#### Task to carry out:
Print every line of the listing below, starting with the line that holds "This is for a safety audit: please locate the store sign" and going on through the line that holds "This is for a safety audit: please locate the red", both included, and print nothing else.
_____
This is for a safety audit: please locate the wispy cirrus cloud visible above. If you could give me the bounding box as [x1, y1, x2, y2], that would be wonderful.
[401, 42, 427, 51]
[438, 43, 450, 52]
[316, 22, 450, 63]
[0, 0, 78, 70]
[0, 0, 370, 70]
_____
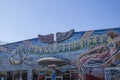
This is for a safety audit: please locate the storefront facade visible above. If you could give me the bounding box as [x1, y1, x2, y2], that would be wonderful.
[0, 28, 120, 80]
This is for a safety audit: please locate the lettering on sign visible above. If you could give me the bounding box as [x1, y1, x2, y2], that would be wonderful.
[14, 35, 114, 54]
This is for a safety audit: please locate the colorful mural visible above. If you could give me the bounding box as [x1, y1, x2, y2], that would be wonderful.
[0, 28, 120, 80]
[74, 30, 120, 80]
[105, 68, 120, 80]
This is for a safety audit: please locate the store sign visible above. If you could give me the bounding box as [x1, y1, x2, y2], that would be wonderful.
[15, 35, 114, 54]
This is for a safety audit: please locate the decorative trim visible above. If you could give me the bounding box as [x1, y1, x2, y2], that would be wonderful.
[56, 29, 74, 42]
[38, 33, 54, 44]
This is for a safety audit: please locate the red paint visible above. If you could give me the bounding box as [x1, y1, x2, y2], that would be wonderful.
_____
#### Expected answer:
This is for a safety audit: please locate the store sign visible above. If you could give me the bounding box as [x1, y1, x2, y2], that would be wonderful.
[15, 35, 114, 54]
This is for a safety audit: please locate the decorative trim visible above. If you could give me the bounding box as [x1, y1, x2, y2], that would be wonderful.
[56, 29, 74, 42]
[38, 33, 54, 44]
This is for a safety audit: please locate the red paint visible above. If you could give me the bounding box as [x1, y1, x2, y2], that would be wonderful.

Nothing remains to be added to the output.